## Source text:
/---

# Need Cannibal Witches sound fx



## Acererak (Jun 1, 2011)

Hi all, 

I am looking specifically for a witch coven sound fx, preferrably sounds of horrific, bloodthirsty crones as opposed to traditional cackling or squeaky witches. After a thorough Google search I was surprised that I could not find anything close to this. Are there any digital downloads out there that fit this description? I'd prefer to find one that is already composed as I don't have the time or wherewithal to do my own mixing. 

Please help?


----------



## Fright Boy (Oct 1, 2014)

*What exactly are you looking for? I'm an audio engineer at TV station and I might be able to work something up. Are you wanting the sound F/x with it or just the witches reading spells and what not? How long does it need to be? Thunder, forest sounds, crickets, toads, owls? I could put them in a drippy cave. I would do most the voice work myself, but I may be able to get a few female coworkers to help out. Not sure if they can pull of a witch accent, but I can ask.*


----------



## Acererak (Jun 1, 2011)

Hey thanks Fright Boy! My display will be of a gingerbread candy house on the outside (a la Hansel and Gretel) but a charnel abbatoir on the inside, if that helps conjure ideas of what I am after. I am looking for the sounds of witches (three to be exact but not necessary, as long as there is more than one) howling, cackling and generally making crude, gutteral one or two-word remarks like "plump boy" or "nice and fat". Remember the green hag from the movie "Legend"? Like that basically. They are in a hut, so the sounds of a bubbling cauldron and chopping sounds would be very appropriate as well as maybe a cat screech here and there. Maybe a whimpering child as my display will also feature a caged young girl. Whatever else you can think of that would suit this is more than welcome, dripping noises are certainly good. 

As far as length goes, I guess around 5 minutes worth? I will be looping it so whatever you think is best.

Thanks again and please let me know if this is manageable.


----------



## Fright Boy (Oct 1, 2014)

*Sure, I can work something up. I can start on it Monday. I have grabbed some sounds from animated witches already from youtube. Witch Spells no extra charge. *


----------



## Acererak (Jun 1, 2011)

Fright Boy, I can't tell you how much I appreciate you doing this for me. I thought if I was lucky I'd get a link to a download or something, not customized work! Whatever you can come up with I am sure will be extremely helpful, so again I thank you. If there is any more info you need just ask.

Cheers!


----------



## fontgeek (Jul 24, 2006)

You might look for the sounds of animals eating to add into the mix. That would help with the slurping eating noises, beyond that the witches chants and the comments as you've already noted seem like they'd give you a pretty good start.

\---

In the sound effects thread, why does the original poster prefer a download that is already composed? The material that comes next has no connection to the sound effects thread.

## Listed records:

/---

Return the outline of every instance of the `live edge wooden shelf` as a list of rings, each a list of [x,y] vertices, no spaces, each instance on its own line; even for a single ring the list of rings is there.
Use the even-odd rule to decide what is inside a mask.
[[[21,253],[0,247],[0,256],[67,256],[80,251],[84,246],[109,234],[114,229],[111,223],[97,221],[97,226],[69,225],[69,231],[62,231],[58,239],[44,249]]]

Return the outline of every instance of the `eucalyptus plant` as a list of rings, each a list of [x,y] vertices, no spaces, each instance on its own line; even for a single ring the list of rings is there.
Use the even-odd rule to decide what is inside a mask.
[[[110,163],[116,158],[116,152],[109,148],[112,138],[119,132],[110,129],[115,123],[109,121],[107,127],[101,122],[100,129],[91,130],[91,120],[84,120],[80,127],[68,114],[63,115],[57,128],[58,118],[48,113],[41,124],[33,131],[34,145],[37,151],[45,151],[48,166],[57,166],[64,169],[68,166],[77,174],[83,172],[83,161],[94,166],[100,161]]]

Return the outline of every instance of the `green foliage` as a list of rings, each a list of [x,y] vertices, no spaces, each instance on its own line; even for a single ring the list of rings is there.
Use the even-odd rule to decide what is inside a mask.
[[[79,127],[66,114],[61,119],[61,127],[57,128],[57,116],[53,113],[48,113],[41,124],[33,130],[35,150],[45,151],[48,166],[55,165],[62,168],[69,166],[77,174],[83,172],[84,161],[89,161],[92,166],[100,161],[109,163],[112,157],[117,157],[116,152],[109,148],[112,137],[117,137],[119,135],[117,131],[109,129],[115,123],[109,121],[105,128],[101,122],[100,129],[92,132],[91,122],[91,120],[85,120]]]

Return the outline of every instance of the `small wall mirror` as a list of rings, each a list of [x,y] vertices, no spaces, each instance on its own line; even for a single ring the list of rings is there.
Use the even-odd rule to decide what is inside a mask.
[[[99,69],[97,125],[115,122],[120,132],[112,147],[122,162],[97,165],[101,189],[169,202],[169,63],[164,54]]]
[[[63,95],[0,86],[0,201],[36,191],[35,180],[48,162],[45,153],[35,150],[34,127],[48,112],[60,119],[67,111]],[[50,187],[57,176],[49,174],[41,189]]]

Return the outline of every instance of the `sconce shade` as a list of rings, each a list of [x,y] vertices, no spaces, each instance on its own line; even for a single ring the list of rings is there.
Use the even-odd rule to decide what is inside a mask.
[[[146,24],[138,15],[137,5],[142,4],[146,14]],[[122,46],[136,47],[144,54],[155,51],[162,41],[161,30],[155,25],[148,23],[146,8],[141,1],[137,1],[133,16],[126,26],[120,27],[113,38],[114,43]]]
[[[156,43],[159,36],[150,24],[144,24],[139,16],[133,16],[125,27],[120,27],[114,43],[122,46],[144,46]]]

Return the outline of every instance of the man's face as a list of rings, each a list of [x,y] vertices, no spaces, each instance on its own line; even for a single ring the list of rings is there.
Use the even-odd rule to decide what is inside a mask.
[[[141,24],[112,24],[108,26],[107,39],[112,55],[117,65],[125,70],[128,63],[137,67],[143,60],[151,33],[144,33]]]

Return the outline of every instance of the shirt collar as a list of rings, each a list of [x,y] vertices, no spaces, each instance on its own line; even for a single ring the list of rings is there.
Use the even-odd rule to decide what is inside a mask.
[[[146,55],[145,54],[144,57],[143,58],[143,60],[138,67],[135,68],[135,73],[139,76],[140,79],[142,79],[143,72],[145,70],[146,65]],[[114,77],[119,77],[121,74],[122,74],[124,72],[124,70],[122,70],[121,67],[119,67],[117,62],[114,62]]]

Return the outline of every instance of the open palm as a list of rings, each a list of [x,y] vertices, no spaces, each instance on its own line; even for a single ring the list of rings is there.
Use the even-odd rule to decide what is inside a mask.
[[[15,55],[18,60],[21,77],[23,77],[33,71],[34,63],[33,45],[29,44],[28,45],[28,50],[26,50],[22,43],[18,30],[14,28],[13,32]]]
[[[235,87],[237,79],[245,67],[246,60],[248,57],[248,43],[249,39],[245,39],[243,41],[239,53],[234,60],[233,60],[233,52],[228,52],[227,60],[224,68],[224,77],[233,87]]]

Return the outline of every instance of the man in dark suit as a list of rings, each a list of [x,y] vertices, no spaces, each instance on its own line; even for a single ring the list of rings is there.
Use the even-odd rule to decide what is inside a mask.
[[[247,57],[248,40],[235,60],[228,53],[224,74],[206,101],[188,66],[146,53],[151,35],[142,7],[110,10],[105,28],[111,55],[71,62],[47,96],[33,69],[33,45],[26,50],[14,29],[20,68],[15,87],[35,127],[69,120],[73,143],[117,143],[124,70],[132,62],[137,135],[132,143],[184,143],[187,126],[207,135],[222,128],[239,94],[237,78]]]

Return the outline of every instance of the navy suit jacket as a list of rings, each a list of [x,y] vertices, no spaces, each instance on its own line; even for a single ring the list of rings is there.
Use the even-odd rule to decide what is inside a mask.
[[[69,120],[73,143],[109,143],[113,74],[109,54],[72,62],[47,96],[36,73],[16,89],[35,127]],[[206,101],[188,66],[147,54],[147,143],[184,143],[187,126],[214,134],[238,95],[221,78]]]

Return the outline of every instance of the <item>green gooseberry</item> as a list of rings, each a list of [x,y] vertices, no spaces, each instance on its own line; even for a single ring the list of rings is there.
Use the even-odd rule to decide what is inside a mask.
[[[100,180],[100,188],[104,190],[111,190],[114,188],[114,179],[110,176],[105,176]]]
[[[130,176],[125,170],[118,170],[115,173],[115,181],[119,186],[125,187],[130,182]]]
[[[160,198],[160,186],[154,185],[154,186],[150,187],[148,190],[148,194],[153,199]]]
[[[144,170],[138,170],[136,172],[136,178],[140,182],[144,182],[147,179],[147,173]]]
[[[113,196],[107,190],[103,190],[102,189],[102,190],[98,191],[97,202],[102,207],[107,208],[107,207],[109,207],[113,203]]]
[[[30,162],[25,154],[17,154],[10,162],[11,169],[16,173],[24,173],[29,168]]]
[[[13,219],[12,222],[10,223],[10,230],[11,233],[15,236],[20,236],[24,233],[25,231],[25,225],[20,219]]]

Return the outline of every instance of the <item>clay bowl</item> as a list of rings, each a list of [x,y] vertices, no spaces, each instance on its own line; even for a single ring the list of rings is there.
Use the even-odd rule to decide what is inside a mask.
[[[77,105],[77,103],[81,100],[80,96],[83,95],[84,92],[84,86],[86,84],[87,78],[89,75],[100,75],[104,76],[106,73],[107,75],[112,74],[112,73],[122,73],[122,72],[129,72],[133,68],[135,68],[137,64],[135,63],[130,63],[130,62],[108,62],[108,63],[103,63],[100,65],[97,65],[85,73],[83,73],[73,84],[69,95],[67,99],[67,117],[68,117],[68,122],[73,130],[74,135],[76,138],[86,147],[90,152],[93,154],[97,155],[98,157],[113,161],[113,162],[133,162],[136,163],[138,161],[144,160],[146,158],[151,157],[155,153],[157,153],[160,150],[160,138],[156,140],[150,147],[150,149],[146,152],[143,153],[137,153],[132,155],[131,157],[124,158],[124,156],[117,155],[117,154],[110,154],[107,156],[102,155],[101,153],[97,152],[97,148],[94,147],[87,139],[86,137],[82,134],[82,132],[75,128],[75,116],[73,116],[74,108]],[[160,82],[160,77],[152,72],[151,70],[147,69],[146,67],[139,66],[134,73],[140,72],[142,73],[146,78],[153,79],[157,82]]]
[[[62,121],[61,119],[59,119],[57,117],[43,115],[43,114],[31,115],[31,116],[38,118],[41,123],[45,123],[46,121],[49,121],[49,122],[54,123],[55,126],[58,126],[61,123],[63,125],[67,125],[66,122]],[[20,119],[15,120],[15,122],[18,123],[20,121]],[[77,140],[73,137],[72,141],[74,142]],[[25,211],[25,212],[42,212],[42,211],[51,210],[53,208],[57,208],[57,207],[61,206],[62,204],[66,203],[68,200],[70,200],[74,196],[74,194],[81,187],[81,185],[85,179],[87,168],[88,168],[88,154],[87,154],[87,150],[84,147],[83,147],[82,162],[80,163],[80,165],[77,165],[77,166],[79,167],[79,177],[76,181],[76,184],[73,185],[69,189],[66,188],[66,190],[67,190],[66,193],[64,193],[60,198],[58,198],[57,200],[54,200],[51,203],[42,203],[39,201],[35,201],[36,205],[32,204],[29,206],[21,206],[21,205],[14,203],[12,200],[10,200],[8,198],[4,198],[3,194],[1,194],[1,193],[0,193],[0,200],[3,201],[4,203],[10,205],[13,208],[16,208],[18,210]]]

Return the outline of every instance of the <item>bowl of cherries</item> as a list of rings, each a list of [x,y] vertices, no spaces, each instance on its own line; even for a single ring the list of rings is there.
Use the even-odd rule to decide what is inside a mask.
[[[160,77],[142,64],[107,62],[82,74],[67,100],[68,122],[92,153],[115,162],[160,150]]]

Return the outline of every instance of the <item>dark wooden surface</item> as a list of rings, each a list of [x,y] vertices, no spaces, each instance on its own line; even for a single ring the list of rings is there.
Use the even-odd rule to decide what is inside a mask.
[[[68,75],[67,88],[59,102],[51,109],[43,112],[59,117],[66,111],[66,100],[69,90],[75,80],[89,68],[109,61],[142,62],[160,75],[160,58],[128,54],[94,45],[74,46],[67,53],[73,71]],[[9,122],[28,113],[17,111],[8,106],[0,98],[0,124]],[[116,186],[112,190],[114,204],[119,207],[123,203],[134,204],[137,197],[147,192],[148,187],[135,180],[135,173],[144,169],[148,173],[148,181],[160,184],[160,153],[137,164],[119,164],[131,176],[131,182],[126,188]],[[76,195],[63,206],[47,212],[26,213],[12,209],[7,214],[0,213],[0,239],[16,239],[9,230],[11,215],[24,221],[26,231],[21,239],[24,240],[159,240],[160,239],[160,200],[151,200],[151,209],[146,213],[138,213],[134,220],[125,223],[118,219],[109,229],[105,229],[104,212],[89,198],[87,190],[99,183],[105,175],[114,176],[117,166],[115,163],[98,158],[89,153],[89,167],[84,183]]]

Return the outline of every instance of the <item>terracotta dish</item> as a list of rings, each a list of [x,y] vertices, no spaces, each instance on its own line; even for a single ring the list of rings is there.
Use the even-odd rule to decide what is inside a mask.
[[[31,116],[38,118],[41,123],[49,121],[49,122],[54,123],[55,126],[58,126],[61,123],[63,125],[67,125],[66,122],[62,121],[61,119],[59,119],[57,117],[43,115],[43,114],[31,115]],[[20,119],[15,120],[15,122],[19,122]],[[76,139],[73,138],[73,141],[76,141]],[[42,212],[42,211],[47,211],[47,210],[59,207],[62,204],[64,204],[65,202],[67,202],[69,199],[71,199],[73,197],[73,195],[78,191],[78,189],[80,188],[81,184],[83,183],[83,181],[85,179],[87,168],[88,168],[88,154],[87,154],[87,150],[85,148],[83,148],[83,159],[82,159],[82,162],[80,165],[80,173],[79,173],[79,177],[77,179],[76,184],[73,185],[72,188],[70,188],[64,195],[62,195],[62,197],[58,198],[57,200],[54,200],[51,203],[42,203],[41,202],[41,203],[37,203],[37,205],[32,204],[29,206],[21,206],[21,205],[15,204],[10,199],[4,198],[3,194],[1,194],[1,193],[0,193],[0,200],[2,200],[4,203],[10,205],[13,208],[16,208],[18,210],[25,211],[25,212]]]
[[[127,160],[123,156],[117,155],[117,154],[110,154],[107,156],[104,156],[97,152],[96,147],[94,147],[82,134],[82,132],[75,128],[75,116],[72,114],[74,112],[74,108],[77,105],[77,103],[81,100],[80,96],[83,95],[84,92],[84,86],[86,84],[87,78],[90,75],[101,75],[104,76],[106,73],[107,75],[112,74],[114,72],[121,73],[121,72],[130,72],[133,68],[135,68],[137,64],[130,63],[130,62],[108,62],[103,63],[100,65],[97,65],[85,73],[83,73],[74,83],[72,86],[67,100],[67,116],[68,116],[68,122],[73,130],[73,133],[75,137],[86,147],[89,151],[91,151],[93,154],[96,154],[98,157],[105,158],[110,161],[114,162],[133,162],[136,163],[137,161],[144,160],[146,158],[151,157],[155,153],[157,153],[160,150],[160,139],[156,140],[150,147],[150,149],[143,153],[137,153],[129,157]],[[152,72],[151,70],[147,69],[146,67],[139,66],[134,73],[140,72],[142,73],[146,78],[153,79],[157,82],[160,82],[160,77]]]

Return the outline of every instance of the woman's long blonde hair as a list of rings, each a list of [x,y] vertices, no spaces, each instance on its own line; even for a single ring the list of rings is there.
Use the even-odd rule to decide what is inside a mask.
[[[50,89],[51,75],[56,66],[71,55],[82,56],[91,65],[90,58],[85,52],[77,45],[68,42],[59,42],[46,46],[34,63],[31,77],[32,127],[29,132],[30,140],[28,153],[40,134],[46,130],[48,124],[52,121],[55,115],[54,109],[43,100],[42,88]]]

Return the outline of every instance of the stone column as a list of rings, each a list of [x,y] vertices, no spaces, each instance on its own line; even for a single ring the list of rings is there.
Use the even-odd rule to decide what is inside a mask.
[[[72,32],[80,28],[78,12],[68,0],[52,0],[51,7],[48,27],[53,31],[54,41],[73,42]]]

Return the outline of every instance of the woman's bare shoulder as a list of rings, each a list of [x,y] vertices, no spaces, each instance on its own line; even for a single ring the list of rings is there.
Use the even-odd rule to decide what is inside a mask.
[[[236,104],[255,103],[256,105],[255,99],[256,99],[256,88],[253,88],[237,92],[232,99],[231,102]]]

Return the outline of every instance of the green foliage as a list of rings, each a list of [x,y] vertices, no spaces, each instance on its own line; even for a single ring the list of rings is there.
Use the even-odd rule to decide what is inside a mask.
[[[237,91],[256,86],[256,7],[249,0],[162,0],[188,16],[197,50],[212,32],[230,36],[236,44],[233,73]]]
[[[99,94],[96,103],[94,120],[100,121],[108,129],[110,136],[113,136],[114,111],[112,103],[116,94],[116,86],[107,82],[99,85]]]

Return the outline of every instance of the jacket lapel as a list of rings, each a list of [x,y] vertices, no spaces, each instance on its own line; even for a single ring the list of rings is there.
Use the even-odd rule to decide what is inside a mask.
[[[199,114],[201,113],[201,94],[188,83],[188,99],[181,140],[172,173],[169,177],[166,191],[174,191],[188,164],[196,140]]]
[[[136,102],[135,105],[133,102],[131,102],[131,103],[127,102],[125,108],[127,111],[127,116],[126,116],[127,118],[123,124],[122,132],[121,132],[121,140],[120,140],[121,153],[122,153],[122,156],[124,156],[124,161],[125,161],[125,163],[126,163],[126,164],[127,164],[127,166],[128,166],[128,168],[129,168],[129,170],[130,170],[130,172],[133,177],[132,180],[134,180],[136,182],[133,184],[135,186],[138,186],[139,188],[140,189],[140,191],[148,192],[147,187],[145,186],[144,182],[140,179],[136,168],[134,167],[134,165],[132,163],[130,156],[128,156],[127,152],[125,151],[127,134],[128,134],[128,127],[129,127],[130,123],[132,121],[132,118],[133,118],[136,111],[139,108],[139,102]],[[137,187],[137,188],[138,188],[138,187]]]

\---

## Answer below:
The poster prefers an already composed download because they lack the time or wherewithal to do their own mixing.